## SCHRIFTLICHE AUFGABE A
Welche Pumpenmarke verwendet Nori laut dem Textauszug zum Miniteich selbst?

Hab Oben ne "0" zuviel vergeben - sollte heißen "1000 - 1500 Lit/h".

Gerade bei so kleinen Pumpen wird die Stromersparnis durch die Verwendung einer Oase-Pumpe rel. überschaubar sein.
Ich pers. verwende Laguna und bin damit sehr zufrieden (Szandzeit und Stromverbrauch).

Aber auch die gängigen "Eco-Pumpen" für kleines Geld werden ihren Zweck erfüllen - bei 1/4 bis 1/6-tel der Kosten einer Oase (unter berücksichtigung des Stromverbrauchs) sind diese Pumpen immer einer Alternative.

Da gabs aber auch schon ellenlange Debatten darüber ....

Gruß Nori


----------



## randy666 (13. Juli 2013)

*AW: Miniteich und Minibauchlauf mit Solar?*

OK, super.

ch hba jetzt einfach mla so ne Pumpe geordert, mal sehen Wenn es nix taugt kommt sie halt in meinen Maurerkübel auf der terasse - der TRennd ght ja zum Zweitteich 

OK, aktuell suche ich Ideen für so nen Bachlauf.
Also wenn ich in dem Fall von einem Bach spreche meine ich eig. ein kleines 150 cm langes Rinnsal, dass meinen "Teich" *räusper* mit wasser speist/umwälzt.

Wie macht mans?

Verlauf ohne alles mit Erde und Steinen vorformen, dann Foie drüber und dann verkleiden?
Ist es so einfach?

LG, Randy

P.S.: Kann ich den Titel editieren? Das Solar ist aktuell nicht mehr aktuell ...


----------



## Zacky (13. Juli 2013)

*AW: Miniteich und Minibauchlauf*

Titel geändert - Ist das so recht!?


----------



## pema (13. Juli 2013)

*AW: Miniteich und Minibauchlauf*

Hallo,
kannst du nicht mal wenigstens eine Zeichnung von deinem Vorhaben produzieren und uns zeigen?
Ich persönlich finde es sehr schwierig, einen natürlich wirkenden kleinen Bachlauf hin zu bekommen. Ist die geförderte Wassermenge zu gering - läuft das Wasser unter den Steinen her und du siehst nichts davon. 
Wichtig sind meines Erachtens nach immer Staustufen, in denen sich das Wasser sammelt um dann weiter bergab zu strömen.
Wie stellst du dir den Miniteich vor...so mit kaum Pflanzen, wie du geschrieben hast. Ich befürchte mal: ein klarer Minibergsee wird das nicht
petra


----------



## randy666 (14. Juli 2013)

*AW: Miniteich und Minibauchlauf*

Hi,

ein Foto mach ich morgen, dann seht ihr das Elend mal 

Eine Zeichnung bin ich schon am machen, ich kann hat nicht zeichnen ... 

Das mit dem Bergsee meinte ich so, dass dass Ganzen eben eher nach Steingarten, als nach Waldsee aussehen soll.

Wie also so ein Bachlauf aufbauen - ich hab schon einiges im Netz gesehen. Da wurde es immer so gemacht, wie ich beschrieben habe, man macht es also mit Teichfolie, ja?

## ANGEZEIGTE DATEN
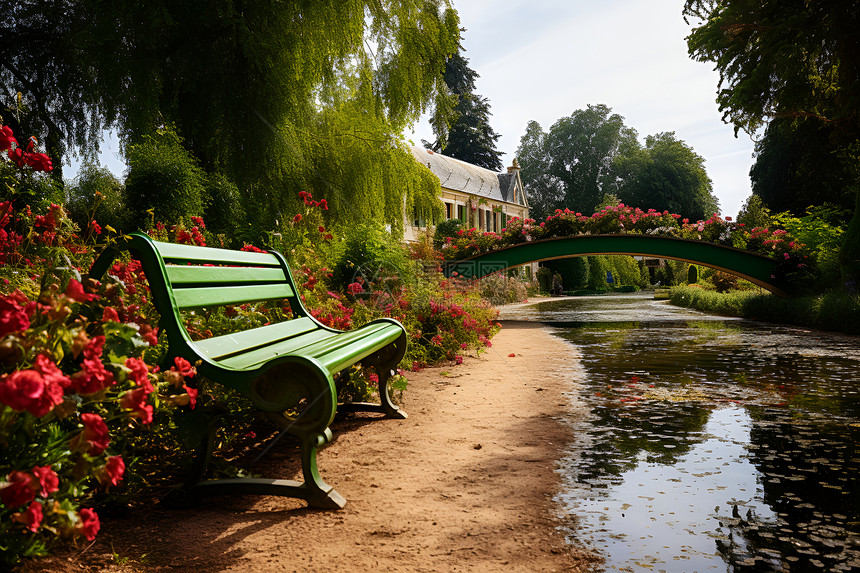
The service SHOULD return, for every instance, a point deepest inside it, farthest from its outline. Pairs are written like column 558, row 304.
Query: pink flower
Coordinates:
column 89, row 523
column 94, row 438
* * *
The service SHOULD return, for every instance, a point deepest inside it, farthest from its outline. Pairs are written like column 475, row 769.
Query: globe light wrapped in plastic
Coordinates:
* * *
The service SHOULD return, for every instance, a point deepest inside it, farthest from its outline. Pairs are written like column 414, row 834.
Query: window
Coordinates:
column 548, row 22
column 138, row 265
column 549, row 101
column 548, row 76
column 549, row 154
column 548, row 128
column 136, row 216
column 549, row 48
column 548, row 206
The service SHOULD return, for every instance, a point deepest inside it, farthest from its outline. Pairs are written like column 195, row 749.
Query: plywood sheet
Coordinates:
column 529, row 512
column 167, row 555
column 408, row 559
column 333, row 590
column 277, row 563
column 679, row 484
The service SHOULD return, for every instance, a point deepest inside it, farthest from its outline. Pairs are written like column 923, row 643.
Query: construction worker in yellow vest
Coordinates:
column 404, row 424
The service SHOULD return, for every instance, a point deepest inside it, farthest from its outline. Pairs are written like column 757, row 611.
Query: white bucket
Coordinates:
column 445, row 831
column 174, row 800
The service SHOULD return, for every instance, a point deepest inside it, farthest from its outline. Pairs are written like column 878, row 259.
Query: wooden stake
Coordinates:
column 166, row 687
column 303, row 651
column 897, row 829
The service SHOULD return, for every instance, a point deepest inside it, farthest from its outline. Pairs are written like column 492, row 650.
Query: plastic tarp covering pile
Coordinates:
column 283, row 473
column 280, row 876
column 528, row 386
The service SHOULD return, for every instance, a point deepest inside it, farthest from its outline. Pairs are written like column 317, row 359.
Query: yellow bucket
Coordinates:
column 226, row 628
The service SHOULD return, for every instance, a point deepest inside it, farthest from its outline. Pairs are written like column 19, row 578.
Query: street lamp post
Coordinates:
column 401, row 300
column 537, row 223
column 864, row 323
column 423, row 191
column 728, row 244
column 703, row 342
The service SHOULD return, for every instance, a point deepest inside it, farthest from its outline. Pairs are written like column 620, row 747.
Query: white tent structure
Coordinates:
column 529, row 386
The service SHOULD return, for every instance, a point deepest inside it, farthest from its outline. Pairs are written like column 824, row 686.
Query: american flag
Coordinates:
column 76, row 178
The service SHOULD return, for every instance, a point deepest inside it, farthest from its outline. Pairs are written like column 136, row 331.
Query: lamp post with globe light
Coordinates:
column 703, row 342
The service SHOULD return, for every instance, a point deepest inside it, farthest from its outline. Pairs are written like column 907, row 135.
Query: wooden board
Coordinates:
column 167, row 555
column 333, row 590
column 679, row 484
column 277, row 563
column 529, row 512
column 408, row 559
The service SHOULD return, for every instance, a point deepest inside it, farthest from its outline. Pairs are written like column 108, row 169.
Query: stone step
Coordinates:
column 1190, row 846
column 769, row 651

## SCHRIFTLICHE AUFGABE B
Aktualisiere in den Daten oben die Zeilen von der Zeile mit „317, row 359.“ bis einschließlich der Zeile mit „column 76, row 178“: Ersetze „yellow bucket“ durch „orange bucket“ und lass alles andere unverändert. Gib nur diese Zeilen aus.

## ANTWORT ZUR AUFGABE A
Laguna.

## ANTWORT ZUR AUFGABE B
The service SHOULD return, for every instance, a point deepest inside it, farthest from its outline. Pairs are written like column 317, row 359.
Query: orange bucket
Coordinates:
column 226, row 628
The service SHOULD return, for every instance, a point deepest inside it, farthest from its outline. Pairs are written like column 19, row 578.
Query: street lamp post
Coordinates:
column 401, row 300
column 537, row 223
column 864, row 323
column 423, row 191
column 728, row 244
column 703, row 342
The service SHOULD return, for every instance, a point deepest inside it, farthest from its outline. Pairs are written like column 620, row 747.
Query: white tent structure
Coordinates:
column 529, row 386
The service SHOULD return, for every instance, a point deepest inside it, farthest from its outline. Pairs are written like column 824, row 686.
Query: american flag
Coordinates:
column 76, row 178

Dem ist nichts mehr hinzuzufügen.